(Beginning of Records for the task)
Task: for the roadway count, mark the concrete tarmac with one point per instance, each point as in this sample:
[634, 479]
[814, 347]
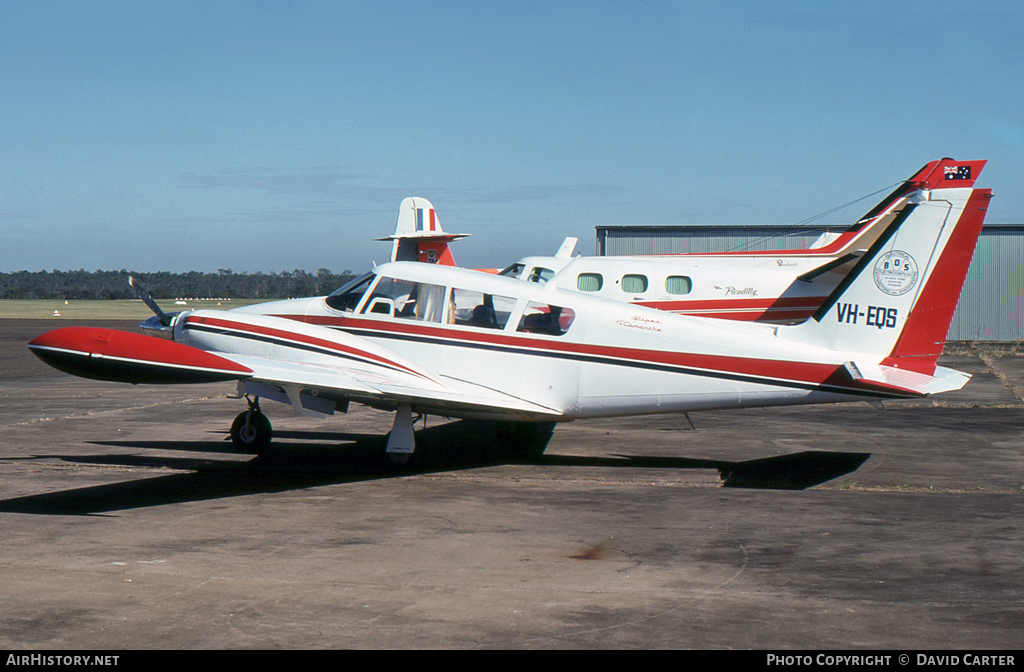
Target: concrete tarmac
[127, 521]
(End of Records for the task)
An exact copy of the entries above, with no pictures, is the required answer.

Reply
Task: for the roadway count, mark the concrete tarmac with one point per instance, each point as in this sample:
[634, 479]
[814, 347]
Target: concrete tarmac
[127, 521]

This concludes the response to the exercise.